● TASK: In the records below, swap "guardrail" for "crash barrier" in the lines starting at the one containing "Tag the guardrail" and ending at the one containing "[(13, 94), (108, 127), (168, 134)]". Give back only those lines, with nothing else changed.

● THE INPUT:

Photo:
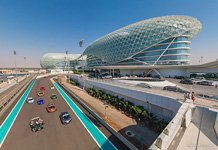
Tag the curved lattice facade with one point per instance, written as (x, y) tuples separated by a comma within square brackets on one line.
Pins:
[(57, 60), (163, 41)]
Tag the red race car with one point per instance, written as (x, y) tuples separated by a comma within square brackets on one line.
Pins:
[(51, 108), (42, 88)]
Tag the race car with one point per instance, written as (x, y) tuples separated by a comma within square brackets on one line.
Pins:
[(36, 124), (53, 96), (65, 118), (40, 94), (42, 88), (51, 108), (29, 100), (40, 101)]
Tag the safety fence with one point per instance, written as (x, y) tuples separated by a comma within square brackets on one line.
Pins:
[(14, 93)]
* * *
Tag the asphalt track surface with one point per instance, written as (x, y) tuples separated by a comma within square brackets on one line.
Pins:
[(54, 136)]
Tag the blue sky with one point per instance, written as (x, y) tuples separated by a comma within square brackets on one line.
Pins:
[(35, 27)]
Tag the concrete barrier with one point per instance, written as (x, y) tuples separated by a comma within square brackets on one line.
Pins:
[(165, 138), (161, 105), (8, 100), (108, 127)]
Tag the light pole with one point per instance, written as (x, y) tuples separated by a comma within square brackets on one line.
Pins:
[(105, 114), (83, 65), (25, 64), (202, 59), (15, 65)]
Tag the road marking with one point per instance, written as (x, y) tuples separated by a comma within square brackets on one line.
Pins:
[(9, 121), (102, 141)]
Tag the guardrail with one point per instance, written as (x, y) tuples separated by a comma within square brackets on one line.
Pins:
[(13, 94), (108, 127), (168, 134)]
--
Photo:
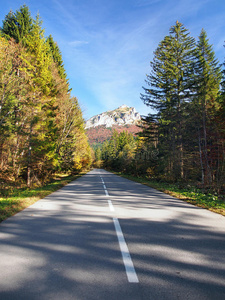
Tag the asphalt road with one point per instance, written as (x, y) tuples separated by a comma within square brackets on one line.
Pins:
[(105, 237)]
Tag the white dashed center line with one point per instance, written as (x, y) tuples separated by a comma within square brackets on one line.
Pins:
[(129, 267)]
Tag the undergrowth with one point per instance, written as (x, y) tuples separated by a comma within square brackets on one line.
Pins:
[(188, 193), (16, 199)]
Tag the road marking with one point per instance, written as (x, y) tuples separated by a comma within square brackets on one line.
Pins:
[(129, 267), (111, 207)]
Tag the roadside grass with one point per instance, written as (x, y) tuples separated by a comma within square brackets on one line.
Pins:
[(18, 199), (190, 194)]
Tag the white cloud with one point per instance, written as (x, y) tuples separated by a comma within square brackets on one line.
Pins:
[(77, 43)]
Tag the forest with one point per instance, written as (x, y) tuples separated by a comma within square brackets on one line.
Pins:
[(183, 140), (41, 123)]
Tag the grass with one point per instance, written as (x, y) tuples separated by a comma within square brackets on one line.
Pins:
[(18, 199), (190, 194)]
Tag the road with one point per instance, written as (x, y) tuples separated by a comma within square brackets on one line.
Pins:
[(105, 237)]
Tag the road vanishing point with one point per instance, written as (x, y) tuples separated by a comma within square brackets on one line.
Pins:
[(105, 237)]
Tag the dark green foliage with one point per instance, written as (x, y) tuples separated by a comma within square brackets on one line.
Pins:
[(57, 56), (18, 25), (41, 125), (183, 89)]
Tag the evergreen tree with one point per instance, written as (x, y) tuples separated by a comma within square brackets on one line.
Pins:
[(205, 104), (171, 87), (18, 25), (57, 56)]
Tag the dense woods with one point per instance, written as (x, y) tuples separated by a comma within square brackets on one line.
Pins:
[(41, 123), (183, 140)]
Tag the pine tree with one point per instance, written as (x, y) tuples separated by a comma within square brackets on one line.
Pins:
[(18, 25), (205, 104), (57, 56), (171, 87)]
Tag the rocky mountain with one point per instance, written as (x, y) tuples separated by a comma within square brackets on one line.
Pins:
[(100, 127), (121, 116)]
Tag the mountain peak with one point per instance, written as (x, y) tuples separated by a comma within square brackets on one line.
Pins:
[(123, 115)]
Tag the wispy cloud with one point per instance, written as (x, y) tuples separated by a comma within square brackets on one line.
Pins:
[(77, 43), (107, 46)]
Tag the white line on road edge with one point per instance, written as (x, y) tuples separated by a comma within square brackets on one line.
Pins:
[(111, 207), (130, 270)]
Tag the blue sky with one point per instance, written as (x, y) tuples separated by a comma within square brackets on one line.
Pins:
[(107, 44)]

● REPLY TO THE TASK:
Tag the crash barrier with one point per instance, written as (x, y) tuples separated by a comma within square brackets on one line.
Pins:
[(13, 94), (108, 127), (168, 134)]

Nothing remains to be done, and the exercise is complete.